EXERCISE OBJECTIVE: Find every line in the records below that contains the word "knee" and copy each one. Case counts.

Rows from a segmentation dataset:
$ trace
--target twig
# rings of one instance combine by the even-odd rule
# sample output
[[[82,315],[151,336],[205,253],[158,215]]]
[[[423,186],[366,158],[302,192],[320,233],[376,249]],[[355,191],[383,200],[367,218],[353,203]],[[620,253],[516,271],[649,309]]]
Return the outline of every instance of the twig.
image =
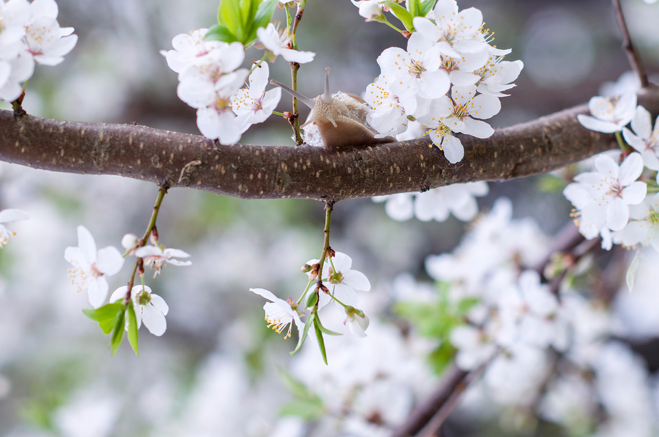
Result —
[[[634,49],[634,45],[632,44],[632,38],[629,37],[629,31],[627,27],[625,17],[623,15],[623,8],[620,5],[620,0],[612,0],[612,1],[613,2],[613,8],[616,14],[616,21],[618,23],[618,27],[620,28],[620,32],[623,34],[623,49],[625,50],[625,53],[627,54],[627,58],[629,61],[629,64],[632,65],[632,68],[636,72],[636,75],[640,80],[641,87],[645,88],[649,85],[649,81],[647,80],[647,71],[645,69],[645,66],[643,65],[643,61],[640,58],[640,55],[638,54],[638,52]]]

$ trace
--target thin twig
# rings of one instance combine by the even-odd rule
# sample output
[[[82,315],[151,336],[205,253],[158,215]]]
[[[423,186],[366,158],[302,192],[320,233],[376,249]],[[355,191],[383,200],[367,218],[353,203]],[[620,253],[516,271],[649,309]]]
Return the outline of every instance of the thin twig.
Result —
[[[640,58],[640,55],[632,44],[632,38],[629,37],[629,31],[623,15],[623,8],[620,5],[620,0],[612,0],[612,1],[616,14],[616,21],[618,23],[618,27],[623,34],[623,49],[627,54],[627,58],[632,65],[632,68],[636,72],[636,75],[640,80],[641,87],[645,88],[649,85],[649,81],[647,80],[647,71],[645,69],[643,61]]]

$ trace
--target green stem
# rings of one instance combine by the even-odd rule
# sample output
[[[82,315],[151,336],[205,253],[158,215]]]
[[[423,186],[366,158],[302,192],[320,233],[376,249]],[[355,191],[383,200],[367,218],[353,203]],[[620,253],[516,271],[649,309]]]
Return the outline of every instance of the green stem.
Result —
[[[155,221],[158,218],[158,212],[160,212],[160,205],[162,203],[162,199],[164,199],[165,194],[167,194],[167,190],[168,187],[164,186],[160,187],[158,190],[158,197],[155,199],[155,205],[153,205],[153,212],[151,212],[151,218],[148,221],[148,225],[146,226],[146,231],[144,232],[144,236],[142,237],[142,240],[137,245],[137,247],[142,247],[146,245],[146,242],[148,241],[148,237],[151,234],[151,232],[153,231],[153,228],[155,227]],[[137,247],[135,247],[137,249]],[[128,282],[128,291],[126,292],[125,300],[130,301],[131,300],[131,291],[133,289],[133,285],[135,284],[135,276],[137,273],[137,269],[139,268],[140,265],[144,264],[144,260],[141,258],[138,258],[137,260],[135,261],[135,267],[133,267],[133,273],[131,275],[131,279]],[[144,278],[142,278],[142,285],[144,284]]]
[[[334,209],[334,201],[326,201],[325,202],[325,229],[323,229],[323,234],[325,234],[325,240],[323,243],[323,251],[320,255],[320,260],[318,261],[318,281],[322,282],[323,265],[325,263],[325,258],[327,257],[327,251],[329,249],[329,227],[332,221],[332,210]]]

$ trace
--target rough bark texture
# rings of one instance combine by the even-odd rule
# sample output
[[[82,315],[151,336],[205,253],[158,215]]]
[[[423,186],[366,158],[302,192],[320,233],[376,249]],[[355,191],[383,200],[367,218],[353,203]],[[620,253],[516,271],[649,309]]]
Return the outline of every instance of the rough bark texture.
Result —
[[[639,96],[659,111],[659,91]],[[581,105],[497,129],[461,135],[465,157],[451,164],[427,137],[348,148],[223,146],[203,137],[132,124],[80,123],[0,111],[0,159],[71,173],[119,175],[243,199],[333,199],[424,191],[559,168],[610,148],[615,137],[577,120]]]

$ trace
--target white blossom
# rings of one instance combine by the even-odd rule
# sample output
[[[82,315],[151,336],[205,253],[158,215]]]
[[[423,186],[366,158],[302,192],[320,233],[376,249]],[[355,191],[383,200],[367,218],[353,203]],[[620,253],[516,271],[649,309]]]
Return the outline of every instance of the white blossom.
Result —
[[[110,303],[123,299],[128,291],[126,286],[120,287],[110,296]],[[165,316],[169,312],[169,306],[165,300],[151,292],[146,285],[135,285],[131,289],[131,298],[135,308],[135,318],[139,328],[144,322],[150,333],[160,337],[167,329]],[[128,329],[126,323],[126,328]]]
[[[655,171],[659,170],[659,117],[651,124],[649,111],[643,107],[636,107],[632,119],[632,130],[623,128],[625,140],[640,153],[643,164]]]
[[[124,258],[114,247],[96,250],[91,234],[82,225],[78,227],[78,246],[69,246],[64,251],[64,258],[73,265],[69,269],[71,282],[78,291],[87,290],[89,303],[94,308],[103,304],[107,297],[109,285],[106,275],[111,276],[121,270]]]
[[[577,119],[591,131],[612,133],[619,132],[634,117],[636,109],[636,94],[628,91],[616,97],[596,96],[588,101],[590,115],[579,114]]]
[[[16,220],[25,220],[30,216],[25,211],[16,209],[8,209],[0,211],[0,248],[3,247],[9,241],[10,235],[15,235],[5,227],[4,223]]]
[[[291,330],[293,325],[295,324],[298,328],[298,334],[302,335],[304,324],[300,320],[297,308],[293,309],[291,306],[292,300],[289,302],[280,299],[271,291],[264,289],[249,289],[249,291],[270,301],[263,305],[265,321],[268,322],[268,327],[271,328],[278,334],[281,334],[288,326],[289,330],[284,336],[284,338],[288,338],[291,337]]]
[[[267,63],[254,63],[253,68],[249,75],[249,87],[238,90],[231,98],[234,113],[249,125],[265,121],[277,107],[282,96],[282,89],[278,87],[265,91],[269,76]]]
[[[315,54],[313,52],[301,52],[293,50],[289,47],[291,38],[288,35],[280,35],[275,27],[275,25],[270,23],[267,27],[259,27],[256,30],[256,36],[265,49],[269,52],[272,56],[276,58],[281,55],[284,59],[289,63],[306,64],[313,60]]]
[[[153,273],[154,278],[161,272],[163,266],[166,264],[176,266],[188,266],[192,264],[192,261],[181,261],[176,259],[177,258],[188,258],[190,254],[180,249],[172,249],[171,247],[163,249],[159,246],[144,246],[135,251],[135,256],[137,258],[144,258],[144,265],[149,269],[155,270]]]

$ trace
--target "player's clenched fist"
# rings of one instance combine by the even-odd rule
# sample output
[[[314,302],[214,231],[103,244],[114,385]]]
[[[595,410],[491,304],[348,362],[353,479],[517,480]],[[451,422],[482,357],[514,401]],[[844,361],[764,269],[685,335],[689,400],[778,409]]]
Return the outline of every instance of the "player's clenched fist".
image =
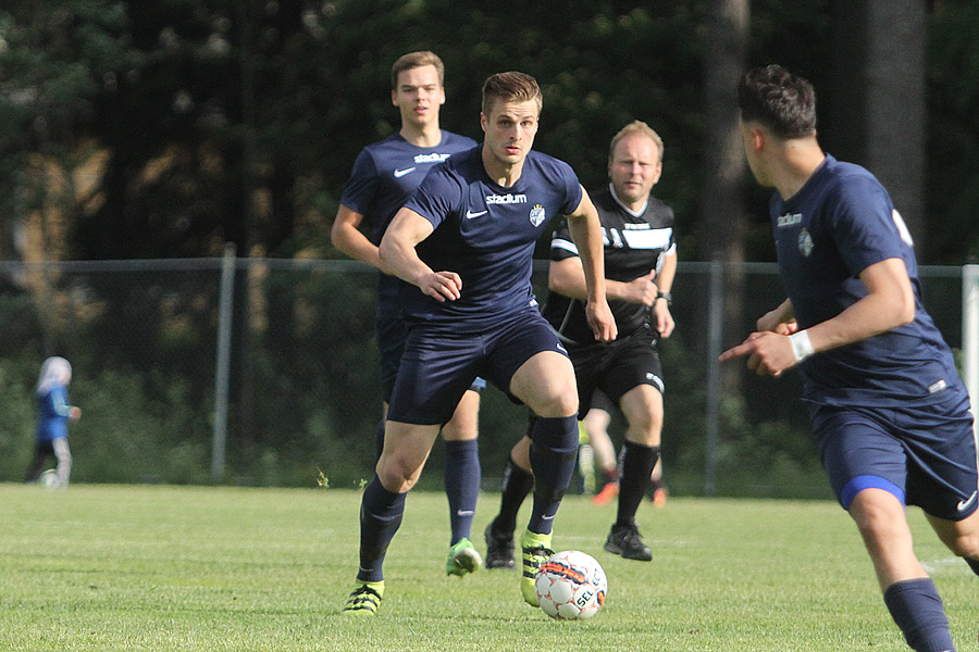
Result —
[[[418,287],[436,301],[455,301],[462,296],[462,277],[455,272],[432,272],[419,280]]]

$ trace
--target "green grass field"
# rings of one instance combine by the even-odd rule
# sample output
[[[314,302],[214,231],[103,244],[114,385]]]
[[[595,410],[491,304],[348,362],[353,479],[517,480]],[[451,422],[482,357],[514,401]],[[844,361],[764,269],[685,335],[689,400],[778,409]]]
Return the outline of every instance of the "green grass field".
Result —
[[[481,551],[497,499],[480,500]],[[555,548],[598,559],[609,594],[593,619],[560,623],[523,604],[517,572],[446,577],[445,498],[422,492],[388,553],[381,611],[342,616],[359,501],[340,489],[0,485],[0,650],[907,650],[856,528],[828,502],[646,503],[644,564],[602,550],[614,505],[569,497]],[[909,515],[959,652],[979,650],[979,578]]]

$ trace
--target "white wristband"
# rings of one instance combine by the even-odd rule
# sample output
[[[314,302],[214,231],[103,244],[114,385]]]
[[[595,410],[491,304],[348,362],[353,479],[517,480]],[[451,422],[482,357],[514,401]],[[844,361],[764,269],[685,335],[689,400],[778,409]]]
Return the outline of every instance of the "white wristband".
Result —
[[[792,352],[795,353],[796,362],[802,362],[816,352],[813,342],[809,341],[809,334],[805,330],[793,333],[789,336],[789,341],[792,342]]]

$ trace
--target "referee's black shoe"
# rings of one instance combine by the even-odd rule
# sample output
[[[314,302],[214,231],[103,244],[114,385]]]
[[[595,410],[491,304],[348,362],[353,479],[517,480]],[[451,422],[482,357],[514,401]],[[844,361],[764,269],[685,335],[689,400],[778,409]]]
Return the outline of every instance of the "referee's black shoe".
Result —
[[[516,568],[517,563],[513,561],[513,534],[510,536],[498,535],[493,529],[491,521],[486,526],[486,568]]]
[[[608,532],[608,539],[605,540],[605,550],[627,560],[653,561],[653,551],[643,543],[635,521],[623,525],[614,525],[611,531]]]

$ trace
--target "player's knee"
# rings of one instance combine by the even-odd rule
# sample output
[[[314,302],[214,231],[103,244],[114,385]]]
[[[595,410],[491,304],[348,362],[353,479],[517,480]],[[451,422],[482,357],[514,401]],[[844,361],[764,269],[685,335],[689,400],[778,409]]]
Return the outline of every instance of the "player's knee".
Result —
[[[530,408],[545,418],[559,418],[578,414],[578,390],[573,387],[563,391],[542,390],[535,397],[534,405]]]
[[[442,436],[446,441],[469,441],[479,436],[479,427],[474,419],[453,417],[453,421],[443,426]]]
[[[395,493],[404,493],[414,487],[418,479],[416,471],[406,459],[396,455],[382,455],[376,466],[381,485]]]
[[[633,418],[629,423],[629,429],[625,431],[625,438],[633,443],[643,446],[659,446],[659,438],[662,431],[661,415],[642,415]]]
[[[956,535],[949,541],[949,549],[955,556],[979,560],[979,532]]]

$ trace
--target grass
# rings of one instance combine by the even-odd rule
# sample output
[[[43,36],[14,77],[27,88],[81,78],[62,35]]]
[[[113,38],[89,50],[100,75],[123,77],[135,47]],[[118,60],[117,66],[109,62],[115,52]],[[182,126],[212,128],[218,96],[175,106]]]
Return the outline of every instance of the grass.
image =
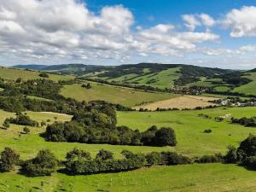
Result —
[[[240,87],[235,88],[233,92],[244,93],[246,95],[256,96],[256,73],[250,73],[248,76],[245,76],[253,81]]]
[[[93,82],[90,82],[90,84],[92,85],[92,88],[89,90],[81,87],[82,84],[80,84],[65,85],[61,94],[66,97],[72,97],[78,101],[104,100],[128,107],[176,96],[176,95],[168,93],[144,92],[134,90],[130,88],[100,84]]]
[[[226,152],[229,145],[238,146],[249,133],[256,134],[256,129],[230,123],[230,119],[216,122],[213,119],[227,113],[233,117],[252,117],[256,108],[218,108],[205,110],[168,112],[118,112],[118,124],[132,129],[144,131],[153,125],[158,127],[170,126],[175,130],[177,145],[173,150],[189,156],[213,154]],[[199,113],[212,119],[199,117]],[[206,129],[212,131],[204,133]]]
[[[256,175],[236,165],[206,164],[150,167],[90,176],[26,177],[0,173],[2,191],[253,191]]]
[[[54,121],[69,121],[70,115],[44,113],[44,112],[26,112],[27,115],[38,122],[50,121],[48,124],[52,124]],[[0,125],[3,124],[6,118],[14,117],[15,113],[0,110]],[[56,119],[55,119],[56,117]],[[30,127],[31,134],[24,135],[22,132],[24,126],[11,125],[8,130],[0,129],[0,135],[4,136],[0,137],[0,150],[4,147],[10,147],[19,152],[22,159],[32,158],[41,150],[49,148],[59,159],[64,160],[66,153],[72,150],[73,148],[84,149],[91,153],[94,156],[96,153],[105,148],[115,154],[117,158],[120,157],[119,153],[123,149],[128,149],[133,152],[149,153],[151,151],[170,150],[170,147],[154,148],[154,147],[141,147],[141,146],[120,146],[120,145],[108,145],[108,144],[84,144],[77,143],[51,143],[45,142],[44,138],[39,137],[41,132],[44,131],[45,127]]]
[[[210,101],[217,100],[215,97],[196,96],[181,96],[175,98],[171,98],[164,101],[151,102],[135,108],[147,108],[148,110],[156,110],[159,108],[195,108],[196,107],[207,107],[215,105]]]
[[[18,78],[21,78],[23,80],[29,80],[29,79],[41,79],[39,77],[39,74],[40,73],[36,71],[0,67],[0,77],[5,79],[16,80]],[[48,79],[53,81],[59,81],[59,80],[69,80],[73,79],[74,79],[74,77],[70,75],[57,75],[57,74],[49,73]]]
[[[172,112],[119,112],[119,125],[128,125],[141,131],[152,125],[172,126],[176,130],[177,147],[155,148],[144,146],[118,146],[107,144],[84,144],[76,143],[50,143],[39,137],[44,127],[30,127],[32,132],[21,134],[23,126],[11,125],[8,130],[0,129],[0,150],[11,147],[21,154],[21,159],[32,158],[38,150],[49,148],[59,159],[63,160],[67,151],[74,147],[89,151],[93,156],[101,148],[114,153],[122,149],[133,152],[148,153],[151,151],[176,150],[183,154],[194,156],[217,152],[224,153],[229,144],[238,145],[249,132],[255,133],[253,128],[230,125],[225,119],[217,123],[212,119],[198,117],[198,113],[211,117],[232,113],[234,117],[253,116],[256,108],[214,108],[200,111]],[[38,122],[50,119],[70,120],[71,116],[55,113],[26,112],[32,119]],[[0,110],[0,124],[5,118],[15,113]],[[56,117],[56,118],[55,118]],[[211,128],[211,134],[202,133]],[[231,136],[229,136],[231,134]],[[1,191],[253,191],[255,189],[255,172],[236,165],[206,164],[175,166],[153,166],[140,170],[87,176],[67,176],[54,173],[51,177],[27,177],[17,171],[0,173]]]

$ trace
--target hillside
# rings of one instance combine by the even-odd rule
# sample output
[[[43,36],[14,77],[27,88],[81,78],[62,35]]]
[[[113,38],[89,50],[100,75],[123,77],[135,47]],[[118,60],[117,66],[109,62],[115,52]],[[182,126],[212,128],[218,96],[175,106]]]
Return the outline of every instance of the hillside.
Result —
[[[17,68],[7,68],[3,67],[0,67],[0,78],[5,79],[16,80],[18,78],[21,78],[22,80],[42,79],[39,76],[40,73],[41,73],[38,71],[17,69]],[[48,73],[48,76],[49,76],[48,79],[53,81],[69,80],[74,79],[73,76],[58,75],[58,74],[52,74],[52,73]]]

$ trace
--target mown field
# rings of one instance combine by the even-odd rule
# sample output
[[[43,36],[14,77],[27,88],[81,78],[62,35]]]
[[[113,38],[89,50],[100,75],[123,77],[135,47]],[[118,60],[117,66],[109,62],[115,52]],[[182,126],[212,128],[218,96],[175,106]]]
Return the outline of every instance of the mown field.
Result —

EXPECTED ANSWER:
--target "player's knee"
Return the outline of every instance of the "player's knee".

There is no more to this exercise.